◆ Quoted passage ◆

★ ★ ★ ★ ★ ★ ★

25. A maximal syllable can be divided into a central nucleus (generally vocalic) and two margins (generally consonantal), namely an onset preceding the nucleus and a coda following it. These elements, and the syllable itself, have the following characteristics:

    (i) Only the nucleus is obligatory in all languages.

    (ii)  Marginal material is assigned to onsets in preference to
    codas ('onset maximization'), and in some languages codas are not
    permitted at all.

    (iii) In many languages, a distinction in 'weight' between 'heavy'
    and 'light' syllables affects the distribution of stress and shows
    up in the metrical conventions of verse. Only the nucleus and coda
    (often grouped together as the 'rhyme') contribute to syllable
    weight; the onset is irrelevant to it.

    (iv)  Syllables cannot be embedded in syllables (i.e. a syllable
    cannot function as a nucleus or margin of a larger syllable).

In sum, syllables have the structure [(Onset) [Nucleus (Coda)]].

26. Let us consider the likelihood that the syllable, with these characteristics, might be tinkered into a syntax on Spatiotemporal or Monocategoric lines, as described in chapter 2. The likelihood seems low. A Spatiotemporal expression has three obligatory elements, not just one, as (i) above would lead us to expect, and there is nothing in Spatiotemporal corresponding to the distinction between onset and coda margins, the privileged status of the onset margin, or the role of the rhyme constituent at (ii)-(iv). In Monocategoric, the well-formedness of simple expressions (such as snake, you)in isolation makes them at first seem analogous to syllable nuclei, but this analogy disappears when one notes that a complex expression can contain two or more simple expressions in conjunction with an operator (e.g. you snake SEE), whereas a syllable cannot contain two or more nuclei. Also, as in Spatiotemporal, there is nothing in a complex Monocategoric expression corresponding to the rhyme or to the privileged status of the onset.

27. How likely is it that some characteristics of syntax-as-it-is may be reflections of an origin in syllable structure? This possibility seems more promising. A candidate for the sentential counterpart of the nucleus, the sole obligatory element in the syllable, is the verb, the sole obligatory element in the sentence (that is, in free-standing sentences, ignoring the kind of ellipsis that occurs in dialogue). Candidates to be counterparts of the privileged status of the syllable onset are various ways in which some nonverbal material is privileged, namely:

    (a) by placing all nonverbal material before the verb, as in
    consistently verb-final languages such as Japanese (which mimic
    syntactically the syllable structure of languages that disallow
    codas entirely);

    (b) by according special status to a nonverbal constituent
    immediately before the verb, e.g. by allowing only one such
    constituent (as in 'verb-second' languages such as German), or by
    making this position an informational 'focus' (as in Hungarian);

    (c) by according a special syntactic status, such as 'subject' or
    'topic', to just one nonverbal (nominal) constituent, usually but
    not always before the verb, or by requiring that all sentences
    should contain a subject, even if semantically empty (e.g. 'it' in
    'It is raining').

★ ★ ★ ★ ★ ★ ★

◆ Provided data ◆
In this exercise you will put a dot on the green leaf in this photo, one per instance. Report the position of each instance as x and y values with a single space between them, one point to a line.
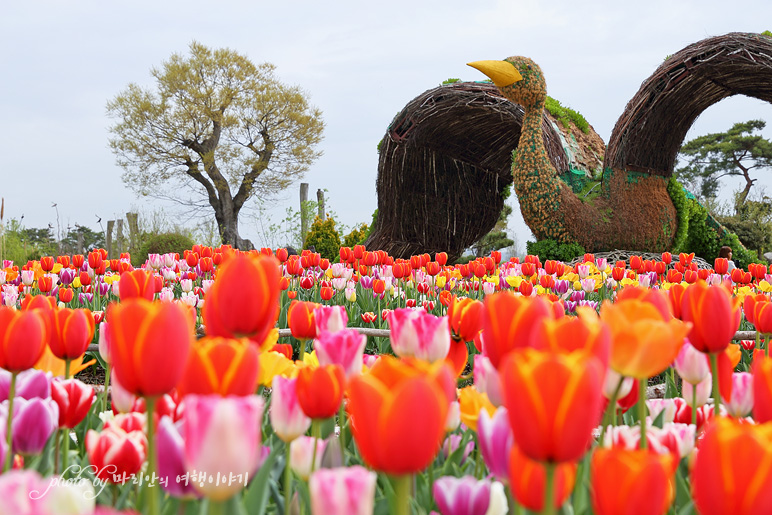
257 492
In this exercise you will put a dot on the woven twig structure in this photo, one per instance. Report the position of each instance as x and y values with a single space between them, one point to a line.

★ ★ ★ ★ ★ ★ ★

◆ To do ◆
Continue the passage on syllable structure and the origins of syntax from the point where it ends.

◆ The result ◆
Although there are some verb-initial languages, by contrast to (a), they are a small minority. As for (b) and (c), it is striking that there are no mirror-image languages that give analogous special status to a constituent immediately after the verb, and there are no languages that require every verb to have an object. Finally, the clearcut difference in status between syllables and syllable margins may be reflected in the difference in status, not explained by any of the approaches discussed in chapters 3 and 4, between sentences and NPs.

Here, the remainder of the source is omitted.